--- TASK INSTRUCTIONS ---
Would you transcribe exactly the lines below, starting at the one that contains "Expected: one point per instance of the cow's ear, each" and ending with the last line, both included? Leave out all other lines.
________________
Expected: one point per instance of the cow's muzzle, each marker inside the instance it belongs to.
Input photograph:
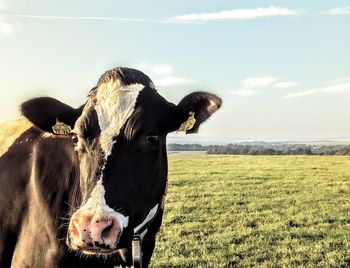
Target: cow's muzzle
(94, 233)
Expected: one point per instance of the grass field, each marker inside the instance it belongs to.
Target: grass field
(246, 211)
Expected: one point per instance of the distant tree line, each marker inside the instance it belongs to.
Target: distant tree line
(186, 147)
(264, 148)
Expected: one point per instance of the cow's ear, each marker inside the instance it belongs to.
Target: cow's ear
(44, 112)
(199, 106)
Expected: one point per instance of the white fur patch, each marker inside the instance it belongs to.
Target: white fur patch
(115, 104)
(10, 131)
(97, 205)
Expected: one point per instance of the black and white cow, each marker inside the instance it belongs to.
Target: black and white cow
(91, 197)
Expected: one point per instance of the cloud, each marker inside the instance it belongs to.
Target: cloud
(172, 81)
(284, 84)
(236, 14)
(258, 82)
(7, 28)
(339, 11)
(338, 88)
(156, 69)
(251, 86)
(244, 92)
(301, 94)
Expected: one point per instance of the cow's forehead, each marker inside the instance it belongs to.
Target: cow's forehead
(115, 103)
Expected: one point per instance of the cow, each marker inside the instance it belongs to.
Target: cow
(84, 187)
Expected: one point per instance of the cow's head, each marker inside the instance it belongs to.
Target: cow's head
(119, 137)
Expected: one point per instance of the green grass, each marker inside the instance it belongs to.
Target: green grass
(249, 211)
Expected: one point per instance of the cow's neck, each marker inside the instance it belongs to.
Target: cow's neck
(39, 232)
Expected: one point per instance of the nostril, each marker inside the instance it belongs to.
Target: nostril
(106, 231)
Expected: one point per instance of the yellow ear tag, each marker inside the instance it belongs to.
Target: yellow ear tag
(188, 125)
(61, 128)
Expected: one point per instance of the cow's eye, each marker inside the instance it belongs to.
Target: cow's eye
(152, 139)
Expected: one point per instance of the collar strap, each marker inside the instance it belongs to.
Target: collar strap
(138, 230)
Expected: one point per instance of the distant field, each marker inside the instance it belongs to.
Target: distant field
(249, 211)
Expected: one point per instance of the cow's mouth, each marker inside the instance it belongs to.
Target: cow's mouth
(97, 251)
________________
--- ANSWER SECTION ---
Expected: one point per instance of the cow's ear, each marker inside the instance it belongs to.
Target: cow's ear
(44, 112)
(199, 106)
Expected: one point per instance of the white fur patch, each marker inside the instance it belongs to.
Target: white fur patch
(115, 104)
(10, 131)
(97, 205)
Expected: one point per instance of the black and white cow, each marker inside the instance it belongs to.
Target: black and white cow
(91, 197)
Expected: one point per instance of the cloud, each marker inside the instance it belongs to.
Target: cloud
(172, 81)
(284, 84)
(236, 14)
(258, 82)
(7, 28)
(339, 11)
(338, 88)
(156, 69)
(251, 86)
(244, 92)
(301, 94)
Expected: one point per instance of the cow's forehead, each marker inside the instance it belongs to.
Target: cow's forehead
(115, 103)
Expected: one point per instance of the cow, each marker inside the instance it belongs to.
Target: cow
(84, 187)
Expected: one point per instance of the cow's head, each marker inside the instance it belongs to.
Target: cow's head
(119, 137)
Expected: one point per instance of the green grass, each marker inside the instance it belongs to.
Target: green grass
(249, 211)
Expected: one point per instance of the cow's neck, each marker inside the instance it belongs to.
Target: cow's neck
(39, 232)
Expected: one point per instance of the nostril, each marker inside the instance it belongs to.
Target: nostril
(106, 231)
Expected: one point per instance of the yellow ear tag, each marker inside the instance it belongs to.
Target: yellow ear tag
(188, 125)
(61, 128)
Expected: one point per instance of the cow's eye, each marker inside the instance it belongs to.
Target: cow's eye
(152, 139)
Expected: one point per instance of the collar strap, each marker inside the instance it belongs to.
Target: collar strap
(138, 230)
Expected: one point per instance of the distant field, each marker inside the instance it belongs to.
Target: distant field
(249, 211)
Expected: one point per instance of the cow's mouth, each marker inside the instance it belongs to.
Target: cow's mouth
(97, 251)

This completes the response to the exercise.